:: Texto para leer
¿A DONDE SE HA IDO DIOS?


 Hace más de cien años, un escritor ateo presentaba una escena aún hoy desgarradora. Describía a un hombre entrando con un farol en una gran plaza, diciendo a voz en grito: «¡Busco a Dios!, ¡Busco a Dios!... ¿Adónde se ha ido Dios? ... Os lo voy a decir... ¡Dios ha muerto! ¡Y nosotros le hemos matado!... Lo más sagrado y poderoso que poseía hasta ahora el mundo se ha desangrado bajo nuestros cuchillos». Aquí, el loco se calló y volvió a mirar a su auditorio: también ellos callaban y le miraban perplejos. Finalmente, arrojó su farol al suelo, de tal modo que se rompió en pedazos, y se apagó. «Vengo demasiado pronto –dijo entonces–, todavía no ha llegado mi tiempo. Este enorme suceso todavía está en camino y no ha llegado hasta los oídos de los hombres»[11].
Muchos, leyendo estas líneas, han perdido la fe. Y, después de tantos años, casi podría parecer que el momento que anuncian ha llegado por fin: Dios, para mucha gente, no significa nada. Lo sabes bien, porque, si eres reconocido como cristiano, notas con qué extrañeza te miran. Lo ves a diario. Lo experimentas. Lo aprecias en tus compañeros. Luchas todos los días –con tu conducta alegre y normal– por hacer comprensible el nombre de Dios y de la Iglesia. Con todo, es un hecho que casi todos entienden casi nada.
Pareciera que se ha cumplido la profecía de Nietzsche, como si ya no quedara nada de sagrado, y lo religioso no fuera sino una reliquia pasada. Han hecho de Dios un concepto vacío.
::::
:: Filas de datos
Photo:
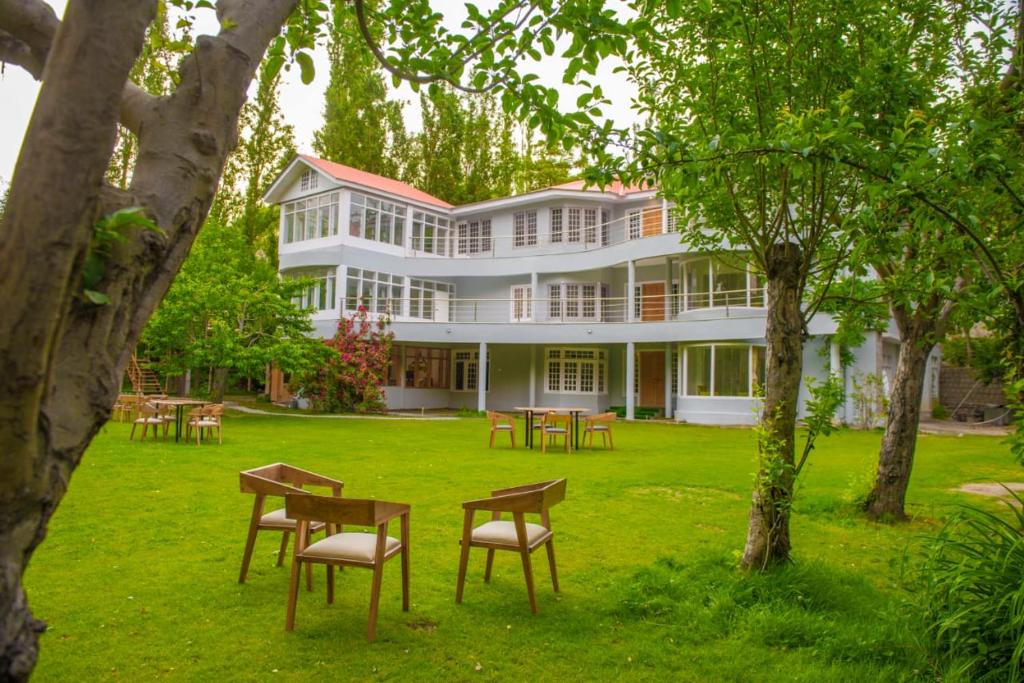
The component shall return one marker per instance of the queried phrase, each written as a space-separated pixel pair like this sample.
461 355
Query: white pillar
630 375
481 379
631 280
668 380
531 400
::::
:: Filas de datos
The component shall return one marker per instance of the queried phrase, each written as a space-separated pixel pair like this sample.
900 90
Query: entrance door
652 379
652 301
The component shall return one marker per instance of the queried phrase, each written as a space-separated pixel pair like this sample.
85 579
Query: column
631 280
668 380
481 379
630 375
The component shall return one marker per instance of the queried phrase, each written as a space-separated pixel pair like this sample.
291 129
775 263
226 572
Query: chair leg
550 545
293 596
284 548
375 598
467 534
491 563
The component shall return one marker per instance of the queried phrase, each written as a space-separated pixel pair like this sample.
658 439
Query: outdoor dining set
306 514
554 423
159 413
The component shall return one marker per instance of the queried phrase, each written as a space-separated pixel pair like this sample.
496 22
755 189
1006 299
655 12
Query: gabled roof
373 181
::::
:: Filas de datos
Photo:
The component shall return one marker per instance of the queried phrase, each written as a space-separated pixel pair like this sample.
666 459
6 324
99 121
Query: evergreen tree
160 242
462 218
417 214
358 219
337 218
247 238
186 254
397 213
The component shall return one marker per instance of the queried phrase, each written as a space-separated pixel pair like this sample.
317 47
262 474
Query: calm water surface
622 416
::::
- **Problema a resolver**: En el texto para leer, ¿qué hace el loco con su farol antes de decir «Vengo demasiado pronto»?

- **Resultado**: Lo arroja al suelo, donde se rompe en pedazos y se apaga.